Democrat Elissa Slotkin reverses on DHS funding one day after synagogue attack in her home state

 March 14, 2026

Democratic Michigan Sen. Elissa Slotkin voted to keep the Department of Homeland Security partially shut down on Thursday. By Friday, after a Lebanese national rammed a vehicle loaded with explosives into a Metro Detroit synagogue, she was at a press conference calling DHS "essential" and demanding it be funded.

That's a 24-hour conversion worth examining.

What happened at Temple Israel

DHS identified the deceased suspect as Ayman Mohamed Ghazali, a Lebanese native who became a U.S. citizen in 2016. According to Oakland County Sheriff Mike Bouchard, Ghazali allegedly rammed his vehicle into Temple Israel in West Bloomfield, Michigan, while several explosives sat in the trunk. He then engaged in gunfire with the building's security team, which caused him to die at the scene, as The Daily Caller reports.

Bouchard said "something ignited" inside the vehicle, causing it to catch fire. The security team at the synagogue stopped a man armed with explosives and a gun from carrying out what could have been a mass casualty attack on a Jewish house of worship. That fact should weigh heavily on every elected official who has spent months treating DHS funding as a political bargaining chip.

Slotkin's sudden change of heart

On Thursday, the same day the synagogue attack unfolded, Slotkin voted in favor of continuing the partial shutdown of DHS. She had been consistent on this point.

In a Jan. 31 statement, she explained that she voted against funding DHS because of the deaths of Renee Good and Alex Pretti, both shot by immigration enforcement when they protested their operations in Minneapolis, Minnesota.

Then came Friday's press conference. Slotkin struck a markedly different tone:

"Certainly in Michigan, we have a ton of DHS folks, CBP and so they are on the call and they are doing their jobs. Certainly, we need to fund the Department of Homeland Security and we need, in my view, to cut away all the conversation on ICE, which is its own conversation, from all of the core missions at the Department of Homeland Security. But they're essential, they are on the job and they are working today."

GIVEN RECORDS:
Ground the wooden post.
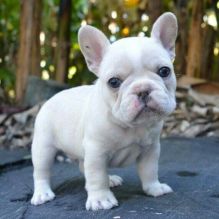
[15,0,41,103]
[176,0,189,76]
[55,0,71,83]
[148,0,163,24]
[186,0,204,77]
[16,0,34,102]
[30,0,42,77]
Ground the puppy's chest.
[109,127,153,167]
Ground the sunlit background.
[0,0,219,102]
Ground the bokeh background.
[0,0,219,103]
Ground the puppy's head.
[79,12,177,126]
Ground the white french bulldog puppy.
[31,12,177,210]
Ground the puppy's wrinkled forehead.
[101,37,171,79]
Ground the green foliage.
[0,0,20,90]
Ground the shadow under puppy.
[31,12,177,210]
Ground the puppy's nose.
[138,90,150,103]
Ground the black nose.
[138,91,150,103]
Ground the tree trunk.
[16,0,41,103]
[200,25,216,79]
[148,0,163,24]
[16,0,34,102]
[186,0,204,77]
[30,0,42,76]
[176,0,189,76]
[55,0,71,83]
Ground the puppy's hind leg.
[31,133,57,205]
[79,161,123,188]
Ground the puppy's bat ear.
[151,12,178,60]
[78,25,110,75]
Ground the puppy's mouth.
[134,101,164,120]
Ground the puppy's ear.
[151,12,178,59]
[78,25,110,75]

TASK GOAL: Copy out everything in the article about Slotkin and DHS funding from "In a Jan. 31" down to "in Minneapolis, Minnesota.".

WRITTEN ANSWER:
In a Jan. 31 statement, she explained that she voted against funding DHS because of the deaths of Renee Good and Alex Pretti, both shot by immigration enforcement when they protested their operations in Minneapolis, Minnesota.